[Auszug aus einer Datendatei]
■ ■ ■ ■ ■ ■ ■

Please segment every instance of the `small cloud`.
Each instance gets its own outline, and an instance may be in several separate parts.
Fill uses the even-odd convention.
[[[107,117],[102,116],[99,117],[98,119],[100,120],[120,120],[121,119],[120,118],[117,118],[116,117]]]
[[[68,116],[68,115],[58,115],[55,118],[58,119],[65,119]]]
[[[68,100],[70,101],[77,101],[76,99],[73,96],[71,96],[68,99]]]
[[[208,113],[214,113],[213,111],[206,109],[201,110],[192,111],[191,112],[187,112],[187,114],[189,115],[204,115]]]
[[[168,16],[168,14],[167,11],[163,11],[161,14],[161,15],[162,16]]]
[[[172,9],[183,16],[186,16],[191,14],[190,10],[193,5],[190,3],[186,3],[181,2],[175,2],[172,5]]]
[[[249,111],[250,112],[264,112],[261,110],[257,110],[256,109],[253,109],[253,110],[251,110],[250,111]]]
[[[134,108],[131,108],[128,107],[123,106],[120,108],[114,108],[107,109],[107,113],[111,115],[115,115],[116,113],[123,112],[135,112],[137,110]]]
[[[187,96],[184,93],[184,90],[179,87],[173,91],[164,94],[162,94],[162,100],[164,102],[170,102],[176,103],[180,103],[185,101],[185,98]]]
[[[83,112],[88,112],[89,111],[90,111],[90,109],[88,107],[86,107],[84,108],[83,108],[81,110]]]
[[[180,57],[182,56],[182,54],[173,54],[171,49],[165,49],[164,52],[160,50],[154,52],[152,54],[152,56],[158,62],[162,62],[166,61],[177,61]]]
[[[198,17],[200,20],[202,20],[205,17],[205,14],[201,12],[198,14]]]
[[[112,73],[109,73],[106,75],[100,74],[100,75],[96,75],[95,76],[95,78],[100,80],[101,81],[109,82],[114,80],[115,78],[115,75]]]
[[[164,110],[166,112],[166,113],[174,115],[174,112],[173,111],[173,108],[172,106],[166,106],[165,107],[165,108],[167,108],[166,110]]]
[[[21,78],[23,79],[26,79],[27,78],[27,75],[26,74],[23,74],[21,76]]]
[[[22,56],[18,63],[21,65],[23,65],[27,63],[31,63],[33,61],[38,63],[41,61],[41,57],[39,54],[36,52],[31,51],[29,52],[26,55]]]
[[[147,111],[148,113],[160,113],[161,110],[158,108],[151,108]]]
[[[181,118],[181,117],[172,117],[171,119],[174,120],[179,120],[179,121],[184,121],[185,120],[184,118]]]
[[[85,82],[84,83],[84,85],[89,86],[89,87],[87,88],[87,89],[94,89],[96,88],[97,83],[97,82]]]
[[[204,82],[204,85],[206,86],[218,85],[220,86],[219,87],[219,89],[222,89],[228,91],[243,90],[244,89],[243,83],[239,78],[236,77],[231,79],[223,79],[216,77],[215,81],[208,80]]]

■ ■ ■ ■ ■ ■ ■

### Deine Aufgabe:
Gib jede Zeile oben zurück, in der die Zeichenfolge „instance“ vorkommt. Achte dabei auf Groß- und Kleinschreibung.

### Lösung:
Please segment every instance of the `small cloud`.
Each instance gets its own outline, and an instance may be in several separate parts.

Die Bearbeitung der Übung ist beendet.